Assignment
Your response should reproduce every line of the entries that contains the word "scan".

Provided entries
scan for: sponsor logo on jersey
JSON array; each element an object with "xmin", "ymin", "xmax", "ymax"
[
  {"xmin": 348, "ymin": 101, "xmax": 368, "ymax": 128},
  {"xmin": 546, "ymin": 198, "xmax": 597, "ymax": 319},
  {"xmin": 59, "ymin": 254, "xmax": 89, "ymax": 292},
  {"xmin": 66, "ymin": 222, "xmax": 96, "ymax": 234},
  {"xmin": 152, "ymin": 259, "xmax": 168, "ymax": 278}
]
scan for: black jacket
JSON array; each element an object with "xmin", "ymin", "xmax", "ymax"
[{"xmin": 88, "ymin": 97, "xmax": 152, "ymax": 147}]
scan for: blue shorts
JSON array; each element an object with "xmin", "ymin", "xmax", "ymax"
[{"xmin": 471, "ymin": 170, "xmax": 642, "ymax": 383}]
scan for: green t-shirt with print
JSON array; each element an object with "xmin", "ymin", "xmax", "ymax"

Written response
scan for: sponsor logo on jersey
scan for: black jacket
scan for: blue shorts
scan for: green t-shirt with print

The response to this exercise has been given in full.